═════ PAGE EXCERPT ═════
# A question for the artists out there (as in sketching, painting with oils, watercolor etc)



## deesierra (Oct 24, 2020)

What is your inspiration? Do you look at photos of loved ones and recreate them onto canvas? Do you take your easel and supplies up to an amazing vista and recreate what you see? Do you create simply from your mind's eye? What is your favorite medium?


----------



## Ruthanne (Oct 25, 2020)

I haven't drawn in a long time but when I did I often did abstracts and they were concocted from things I had put together like a cardboard box with cutouts in it but I also have done landscapes and by just looking at them and drawing and I also have done faces and also by looking at them and drawing what I see and mostly all I have done is by drawing exactly what I see and I don't go by photos or memory.


----------



## Ruthanne (Oct 25, 2020)

I don't use an easel but I usually have a drawing board to put the paper on and I have used charcoal and pastels and watercolor and pen.  I have some other things to use that I haven't used yet like darker colors besides pastels and paints.


----------



## Wren (Oct 25, 2020)

I tend to have  phases, following my imagination, flowers, shells, abstracts, etc. mainly  using acrylic paint, although   I’m currently drawing portraits with pencil and chalk


----------



## Keesha (Oct 26, 2020)
═════ THE DATA ═════
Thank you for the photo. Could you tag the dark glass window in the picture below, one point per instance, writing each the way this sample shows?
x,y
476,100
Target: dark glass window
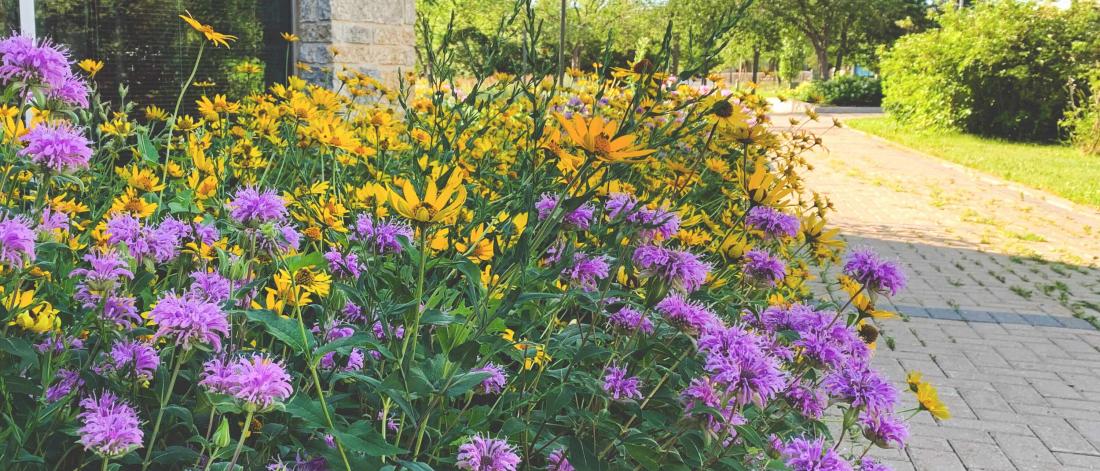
x,y
145,45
═════
INSTRUCTIONS TO FOLLOW — In the forum thread on artistic inspiration, what materials does Wren say they are currently using to draw portraits?

TASK OUTPUT — Pencil and chalk.